> GIVEN INSTRUCTION:
In the forum thread below about wearing medals, how many standard size medals does the quoted dress instruction say will normally require overlapping?

# Wearing of full size multiple medals on uniform



## casper49 (4 Oct 2011)

I have now 16 medals, I have 11 court mounted together and another 5 court mounted separately. My question is, how do I wear these on my uniform? my previous "unit", never wore CF's, now I'm that I'm in the "real world" of uniforms again, I would like to have an educated answer.
My peers are unclear, some say wear the 11 on the right and the other 5 on the left side... doesn't seem feasible to do as such.
Can anyone assist me?
"Never miss a shot....."


----------



## Navalsnpr (4 Oct 2011)

Contact your Base CWO?


----------



## Michael OLeary (4 Oct 2011)

A-AD-265-000/AG-001, Canadian Forces Dress Instructions 



> Method of Wear. Medals should hang in one row so that they are fully visible. Should this not be possible, because of the number being worn, they shall be overlapped horizontally with the senior medal showing in full. Normally, six or more standard size medals and more than eight miniatures will require overlapping. The maximum width of the mounting is governed by the physique of the individual. The bar should not normally project beyond the outer edge of the lapel or the arm seam of the jacket.



See example in photo.


----------



## brihard (5 Oct 2011)

casper49 said:
			
		

> I have now 16 medals, I have 11 court mounted together and another 5 court mounted separately. My question is, how do I wear these on my uniform? my previous "unit", never wore CF's, now I'm that I'm in the "real world" of uniforms again, I would like to have an educated answer.

> DATASET EXCERPTS:
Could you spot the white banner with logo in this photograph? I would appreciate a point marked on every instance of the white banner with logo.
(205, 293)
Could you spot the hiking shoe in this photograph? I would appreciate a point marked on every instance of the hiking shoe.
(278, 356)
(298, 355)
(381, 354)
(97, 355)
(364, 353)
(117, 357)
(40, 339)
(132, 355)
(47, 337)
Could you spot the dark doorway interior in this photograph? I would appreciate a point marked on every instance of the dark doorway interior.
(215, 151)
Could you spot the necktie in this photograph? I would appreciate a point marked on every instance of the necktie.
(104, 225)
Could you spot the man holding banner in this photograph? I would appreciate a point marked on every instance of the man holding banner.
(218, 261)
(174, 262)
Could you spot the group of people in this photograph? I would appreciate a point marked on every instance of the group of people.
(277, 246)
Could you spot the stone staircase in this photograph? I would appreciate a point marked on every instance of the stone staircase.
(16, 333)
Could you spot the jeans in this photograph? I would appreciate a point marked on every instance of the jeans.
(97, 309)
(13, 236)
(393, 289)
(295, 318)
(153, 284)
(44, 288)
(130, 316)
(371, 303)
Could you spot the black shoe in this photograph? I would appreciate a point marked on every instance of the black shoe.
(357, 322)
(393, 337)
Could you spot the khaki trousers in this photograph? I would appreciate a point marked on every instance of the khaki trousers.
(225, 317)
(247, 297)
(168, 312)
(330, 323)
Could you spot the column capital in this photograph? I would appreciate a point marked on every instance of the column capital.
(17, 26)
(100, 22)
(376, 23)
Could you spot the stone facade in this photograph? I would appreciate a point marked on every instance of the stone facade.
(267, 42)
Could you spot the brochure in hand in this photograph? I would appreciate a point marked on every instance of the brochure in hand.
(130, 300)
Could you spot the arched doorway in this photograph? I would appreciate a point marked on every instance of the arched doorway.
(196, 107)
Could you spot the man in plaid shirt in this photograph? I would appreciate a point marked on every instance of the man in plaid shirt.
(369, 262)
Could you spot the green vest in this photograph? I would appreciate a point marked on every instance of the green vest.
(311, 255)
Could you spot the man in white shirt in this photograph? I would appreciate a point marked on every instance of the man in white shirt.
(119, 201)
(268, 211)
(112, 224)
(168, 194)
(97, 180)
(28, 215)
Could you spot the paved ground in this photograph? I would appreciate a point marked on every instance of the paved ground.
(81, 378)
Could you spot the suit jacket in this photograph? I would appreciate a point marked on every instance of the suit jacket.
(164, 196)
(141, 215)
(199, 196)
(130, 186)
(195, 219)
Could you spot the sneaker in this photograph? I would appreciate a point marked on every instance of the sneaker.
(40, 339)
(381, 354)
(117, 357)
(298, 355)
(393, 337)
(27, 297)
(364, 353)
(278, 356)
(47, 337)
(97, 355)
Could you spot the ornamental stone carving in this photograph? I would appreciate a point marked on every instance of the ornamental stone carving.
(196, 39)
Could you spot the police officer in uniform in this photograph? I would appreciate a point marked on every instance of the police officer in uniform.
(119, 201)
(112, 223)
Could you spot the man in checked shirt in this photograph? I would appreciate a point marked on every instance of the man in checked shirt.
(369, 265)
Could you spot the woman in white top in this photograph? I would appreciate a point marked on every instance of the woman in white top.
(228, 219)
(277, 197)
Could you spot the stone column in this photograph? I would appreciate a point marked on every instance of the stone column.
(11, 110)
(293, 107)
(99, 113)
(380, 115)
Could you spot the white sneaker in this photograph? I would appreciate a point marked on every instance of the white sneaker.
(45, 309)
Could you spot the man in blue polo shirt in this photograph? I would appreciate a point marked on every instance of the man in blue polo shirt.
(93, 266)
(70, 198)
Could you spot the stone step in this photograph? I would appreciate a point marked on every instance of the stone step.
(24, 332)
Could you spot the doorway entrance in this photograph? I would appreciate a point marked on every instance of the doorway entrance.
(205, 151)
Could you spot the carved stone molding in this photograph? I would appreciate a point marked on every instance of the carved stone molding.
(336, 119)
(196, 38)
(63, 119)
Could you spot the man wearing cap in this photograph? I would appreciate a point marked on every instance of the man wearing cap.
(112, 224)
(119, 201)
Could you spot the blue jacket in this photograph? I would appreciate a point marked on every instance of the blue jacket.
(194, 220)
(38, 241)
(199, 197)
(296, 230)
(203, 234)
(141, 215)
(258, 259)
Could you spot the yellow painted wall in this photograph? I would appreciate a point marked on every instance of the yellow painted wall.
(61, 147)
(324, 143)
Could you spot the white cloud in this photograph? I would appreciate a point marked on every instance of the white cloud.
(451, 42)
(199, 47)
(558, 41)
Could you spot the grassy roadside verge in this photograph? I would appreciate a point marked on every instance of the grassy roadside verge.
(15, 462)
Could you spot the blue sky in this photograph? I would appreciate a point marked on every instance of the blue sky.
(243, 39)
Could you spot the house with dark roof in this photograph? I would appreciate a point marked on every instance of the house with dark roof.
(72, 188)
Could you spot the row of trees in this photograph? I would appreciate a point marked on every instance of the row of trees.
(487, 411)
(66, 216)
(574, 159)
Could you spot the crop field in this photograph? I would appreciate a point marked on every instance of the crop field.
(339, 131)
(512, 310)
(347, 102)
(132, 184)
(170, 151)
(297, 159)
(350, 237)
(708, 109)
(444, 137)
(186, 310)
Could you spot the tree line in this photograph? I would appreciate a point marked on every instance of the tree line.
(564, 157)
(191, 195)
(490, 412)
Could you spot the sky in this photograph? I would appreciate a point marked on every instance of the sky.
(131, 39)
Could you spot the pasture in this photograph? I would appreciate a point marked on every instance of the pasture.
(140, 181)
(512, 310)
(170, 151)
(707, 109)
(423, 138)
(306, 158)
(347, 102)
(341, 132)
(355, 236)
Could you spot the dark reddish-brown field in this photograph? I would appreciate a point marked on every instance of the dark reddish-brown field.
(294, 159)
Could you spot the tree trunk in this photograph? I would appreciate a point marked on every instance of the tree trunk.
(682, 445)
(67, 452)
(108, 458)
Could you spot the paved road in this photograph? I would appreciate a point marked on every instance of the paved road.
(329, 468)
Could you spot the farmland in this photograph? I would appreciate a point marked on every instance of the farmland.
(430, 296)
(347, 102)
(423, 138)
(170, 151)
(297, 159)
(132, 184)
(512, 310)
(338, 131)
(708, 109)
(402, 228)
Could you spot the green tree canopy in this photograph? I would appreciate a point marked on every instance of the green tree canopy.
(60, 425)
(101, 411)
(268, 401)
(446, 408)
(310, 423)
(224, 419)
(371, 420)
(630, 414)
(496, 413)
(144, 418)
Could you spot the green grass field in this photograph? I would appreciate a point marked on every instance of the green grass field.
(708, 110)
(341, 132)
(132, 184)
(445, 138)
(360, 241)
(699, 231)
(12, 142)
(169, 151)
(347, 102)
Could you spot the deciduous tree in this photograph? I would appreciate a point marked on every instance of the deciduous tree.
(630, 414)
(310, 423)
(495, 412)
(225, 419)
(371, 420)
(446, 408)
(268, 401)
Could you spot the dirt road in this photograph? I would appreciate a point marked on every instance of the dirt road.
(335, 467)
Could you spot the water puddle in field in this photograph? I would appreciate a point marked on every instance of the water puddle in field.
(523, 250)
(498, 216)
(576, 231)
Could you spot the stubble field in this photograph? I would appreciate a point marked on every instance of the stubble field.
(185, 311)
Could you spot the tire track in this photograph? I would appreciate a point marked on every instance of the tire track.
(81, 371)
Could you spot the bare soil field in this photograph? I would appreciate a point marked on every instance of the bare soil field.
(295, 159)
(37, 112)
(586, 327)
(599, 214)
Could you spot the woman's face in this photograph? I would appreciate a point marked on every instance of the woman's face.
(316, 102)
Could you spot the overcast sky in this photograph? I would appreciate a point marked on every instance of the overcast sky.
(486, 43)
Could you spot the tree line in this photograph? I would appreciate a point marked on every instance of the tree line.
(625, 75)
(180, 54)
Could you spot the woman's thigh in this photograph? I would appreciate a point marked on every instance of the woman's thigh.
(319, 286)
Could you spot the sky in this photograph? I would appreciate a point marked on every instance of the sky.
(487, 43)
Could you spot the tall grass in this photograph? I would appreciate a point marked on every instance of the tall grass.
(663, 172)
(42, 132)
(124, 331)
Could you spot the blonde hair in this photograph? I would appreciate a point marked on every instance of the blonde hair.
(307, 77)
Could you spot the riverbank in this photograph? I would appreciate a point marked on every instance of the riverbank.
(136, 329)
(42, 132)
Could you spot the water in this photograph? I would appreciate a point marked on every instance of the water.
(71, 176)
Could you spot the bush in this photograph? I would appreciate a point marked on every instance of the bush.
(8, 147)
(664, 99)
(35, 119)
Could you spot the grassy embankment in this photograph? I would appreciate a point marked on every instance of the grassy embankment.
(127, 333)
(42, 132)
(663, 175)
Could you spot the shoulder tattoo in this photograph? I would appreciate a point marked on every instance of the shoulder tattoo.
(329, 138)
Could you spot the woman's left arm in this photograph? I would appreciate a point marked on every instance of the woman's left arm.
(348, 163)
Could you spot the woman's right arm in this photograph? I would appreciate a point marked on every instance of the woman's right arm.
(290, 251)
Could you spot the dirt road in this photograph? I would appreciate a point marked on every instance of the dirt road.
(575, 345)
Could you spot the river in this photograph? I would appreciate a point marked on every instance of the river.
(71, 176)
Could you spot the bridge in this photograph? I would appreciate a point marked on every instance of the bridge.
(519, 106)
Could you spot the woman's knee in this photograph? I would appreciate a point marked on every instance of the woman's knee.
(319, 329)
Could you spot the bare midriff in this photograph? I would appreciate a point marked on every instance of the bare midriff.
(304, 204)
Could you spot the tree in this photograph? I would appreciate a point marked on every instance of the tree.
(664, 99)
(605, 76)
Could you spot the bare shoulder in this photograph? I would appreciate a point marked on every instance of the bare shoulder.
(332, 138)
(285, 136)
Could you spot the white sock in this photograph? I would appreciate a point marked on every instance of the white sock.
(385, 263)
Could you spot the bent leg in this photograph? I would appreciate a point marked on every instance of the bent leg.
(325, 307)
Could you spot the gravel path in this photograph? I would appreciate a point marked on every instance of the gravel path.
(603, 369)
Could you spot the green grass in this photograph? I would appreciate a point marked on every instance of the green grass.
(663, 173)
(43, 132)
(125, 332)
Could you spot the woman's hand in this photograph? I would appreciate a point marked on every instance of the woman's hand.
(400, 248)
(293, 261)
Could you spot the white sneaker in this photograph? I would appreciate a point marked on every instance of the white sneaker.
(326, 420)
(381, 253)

> THE RESULT:
Six or more standard size medals.